突然の辞令により、一瞬で吹き飛ぶ「受験の苦労」と「今までの実務経験」


noteの読者の皆様は疑問に感じたことはございませんでしょうか?

 なんか、通関士について記事を書いている人、やたらと「元」通関士の人多くない?

この疑問を、私なりにシンプルに答えるならば

「結果的に、通関士の皆さんは通関士でなくなってしまった」

ということが、最も正解に近いのではないでしょうか。

「通関士試験合格者」の方は皆、合格率10%台の合格チケットを捨ててしまったということなの?

今回のテーマは

「突然、通関士でなくなる日」

です。

 もちろん「これから通関士を目指したい方」にも、ぜひ参考にしていただきたく思います。
 ただ、今回の内容は「核心に迫りすぎる」部分もあります。心して読み進めていただく必要がありますので、ご注意ください。

 私は「通関士」を語るにあたり、良くも悪くも「この一言」で完結すると考えております。

「通関士」は「会社員」である。

 私は過去の記事の中でも「この重要な事実」を、何度も書いているのですが、その記事内での扱いは実に「さらり」とした内容に留めてきました。

 そして、これは「最大のメリット」であると同時に「もっとも危険なデメリット」でもあります。

 私が受験した約20年前は「通関士」が「会社に雇われることで活かせる資格」であることに「十分すぎるメリット」がありました。
 会社員であることで「安定した収入」が約束されることは、「会社に雇われることすら叶わなかった、就職氷河期世代の負け組」の私には、まさに「神」資格でした。転職に成功し、その後20年も「会社員として人並みの生活」ができたのは「通関士資格」があってこそだといえるでしょう。

抽出されたデータの記録
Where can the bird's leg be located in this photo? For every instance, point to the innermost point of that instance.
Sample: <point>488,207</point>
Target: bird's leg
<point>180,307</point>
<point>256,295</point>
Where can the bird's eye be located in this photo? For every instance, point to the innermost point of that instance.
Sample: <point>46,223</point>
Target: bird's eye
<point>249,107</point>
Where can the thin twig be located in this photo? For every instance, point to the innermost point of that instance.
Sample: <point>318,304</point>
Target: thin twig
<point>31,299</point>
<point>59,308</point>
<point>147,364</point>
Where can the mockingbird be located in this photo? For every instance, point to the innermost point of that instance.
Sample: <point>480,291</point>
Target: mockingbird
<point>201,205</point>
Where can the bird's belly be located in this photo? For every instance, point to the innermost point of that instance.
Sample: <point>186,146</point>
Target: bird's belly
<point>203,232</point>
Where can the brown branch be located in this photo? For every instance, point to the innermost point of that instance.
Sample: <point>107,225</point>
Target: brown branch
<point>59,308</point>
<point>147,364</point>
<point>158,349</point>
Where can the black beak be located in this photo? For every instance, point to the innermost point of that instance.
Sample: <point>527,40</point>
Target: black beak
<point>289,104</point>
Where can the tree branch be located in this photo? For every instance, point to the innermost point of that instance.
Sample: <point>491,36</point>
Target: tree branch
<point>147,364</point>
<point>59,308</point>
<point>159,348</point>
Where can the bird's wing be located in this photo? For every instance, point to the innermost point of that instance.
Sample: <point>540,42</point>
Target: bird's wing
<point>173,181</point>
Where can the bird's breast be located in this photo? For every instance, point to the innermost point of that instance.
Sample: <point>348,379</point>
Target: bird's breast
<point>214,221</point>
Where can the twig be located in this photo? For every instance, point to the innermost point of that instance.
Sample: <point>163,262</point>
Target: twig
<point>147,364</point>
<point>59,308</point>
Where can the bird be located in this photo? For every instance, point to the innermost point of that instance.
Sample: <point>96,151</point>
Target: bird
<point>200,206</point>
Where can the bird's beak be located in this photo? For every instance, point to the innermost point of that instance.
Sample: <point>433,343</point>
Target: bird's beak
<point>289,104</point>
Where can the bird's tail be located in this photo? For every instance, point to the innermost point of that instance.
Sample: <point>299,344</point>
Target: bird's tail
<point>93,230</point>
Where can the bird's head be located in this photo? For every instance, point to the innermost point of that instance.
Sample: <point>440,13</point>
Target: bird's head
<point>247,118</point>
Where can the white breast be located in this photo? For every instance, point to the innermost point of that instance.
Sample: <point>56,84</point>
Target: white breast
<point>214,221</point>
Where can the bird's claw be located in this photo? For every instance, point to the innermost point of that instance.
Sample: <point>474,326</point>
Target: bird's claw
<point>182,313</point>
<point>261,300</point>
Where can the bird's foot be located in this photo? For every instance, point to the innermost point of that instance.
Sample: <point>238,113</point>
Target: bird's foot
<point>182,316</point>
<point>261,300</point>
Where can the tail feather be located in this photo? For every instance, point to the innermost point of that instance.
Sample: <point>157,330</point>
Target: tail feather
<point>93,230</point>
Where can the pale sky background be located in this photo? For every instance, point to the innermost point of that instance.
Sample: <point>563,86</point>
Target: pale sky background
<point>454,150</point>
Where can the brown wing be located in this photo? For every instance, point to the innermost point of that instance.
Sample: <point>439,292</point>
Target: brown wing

指示 1 - 通関士についての文章のうち、「私は過去の記事の中でも「この」から「ってこそだといえるでしょう。」までを一字も変えずに書き写してください。
指示 2 - 通関士をめぐる文章を、最後の文の次から書き継いでください。

最終回答 1 -
私は過去の記事の中でも「この重要な事実」を、何度も書いているのですが、その記事内での扱いは実に「さらり」とした内容に留めてきました。

 そして、これは「最大のメリット」であると同時に「もっとも危険なデメリット」でもあります。

 私が受験した約20年前は「通関士」が「会社に雇われることで活かせる資格」であることに「十分すぎるメリット」がありました。
 会社員であることで「安定した収入」が約束されることは、「会社に雇われることすら叶わなかった、就職氷河期世代の負け組」の私には、まさに「神」資格でした。転職に成功し、その後20年も「会社員として人並みの生活」ができたのは「通関士資格」があってこそだといえるでしょう。

最終回答 2 -
 ただ、同時に「会社員として」数多くの転勤や異動を受け入れていくことになります。

「通関業務を行う者として、税関への届出を行った者」が「通関士」であり、社内において、営業や総務、海外駐在等への異動となった場合は「通関士」でなくなってしまいます。

 「会社に残る」という選択。つまり、社内での「給料アップや昇進」、その先にある「退職金」を希望して行く中で、異動を受け入れることとなり、「通関士として生きていく選択」を捨てざるを得ない状況となってしまうのです。

 ところが、令和である現在、会社が「あなた」の人生の面倒を見てくれない時代となりました。
 同時に「あなた」自身も「会社依存人生」のメリットが薄くなってきていることを、感じているのではないでしょうか?

昇給してますか?
退職金もらえそうですか?
50代を迎える頃にはリストラ対象になっていませんか?
会社が合併でなくなることはありませんか?

そして、このような時代背景の中で、

「あなたが、通関士の資格やキャリアを捨ててまで、会社都合による転勤や異動をするメリットが、あなたの中に本当にあるのですか?」

 現在「通関士」の方は、この問題と真剣に向き合う必要があると思っています。

「いやいや、私は通関士として、この会社に雇われたのだから、一生、この会社で通関士をやっていけるはずだ」

「会社も通関士試験が難しいことは把握しているはずだから、特別な扱いをしてくれるはずだ」

それ、本当ですか?

あなたは会社の中で、それほど「特別な存在」になってますか?

一度、冷静になって考えてみて下さい。
 そして、この現実を自身で「正確に把握」しておかなければ、あなたは将来「キャリア迷子」になってしまう可能性があります。

そして、転職が難しくなる「40代を迎えた頃」に問題が深刻になります。

私の考える「最悪の結末」は、

 リストラ対象となってしまった「通関士試験合格者」である、通関士実務経験の乏しい40代過ぎの会社員

となってしまうことだと考えます。

この時には「通関士試験合格」は「履歴書に書くだけのお飾り資格」となっており、あなたの転職に有利になることは、ほぼ、ありません。

「通関士になれたから、とりあえず安心」

この考えを捨てましょう。
そして「今から、準備をしておきましょう」

今回、私が読者の皆様にお伝えしたいことは、このことなのです。